### [SHORT PROBLEM]
Output every line of the material below as a numbered list, skipping blank lines. Omit the pictures.

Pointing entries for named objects
☆ ☆ ☆ ☆ ☆
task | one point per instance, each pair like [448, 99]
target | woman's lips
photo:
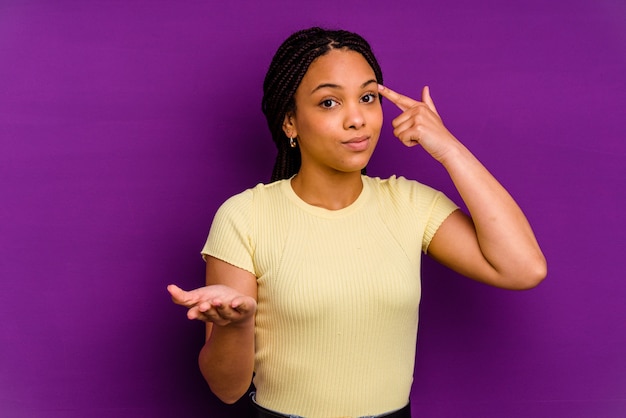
[357, 144]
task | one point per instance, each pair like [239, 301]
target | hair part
[286, 71]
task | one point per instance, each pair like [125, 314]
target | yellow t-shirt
[338, 292]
☆ ☆ ☆ ☆ ☆
### [ANSWER TO THIS TASK]
1. task | one point per instance, each pair like [448, 99]
2. target | woman's lips
3. photo:
4. [357, 144]
5. task | one point per instance, each pair like [239, 301]
6. target | hair part
7. [286, 71]
8. task | one point per instance, each pair like [125, 314]
9. target | yellow t-shirt
10. [338, 292]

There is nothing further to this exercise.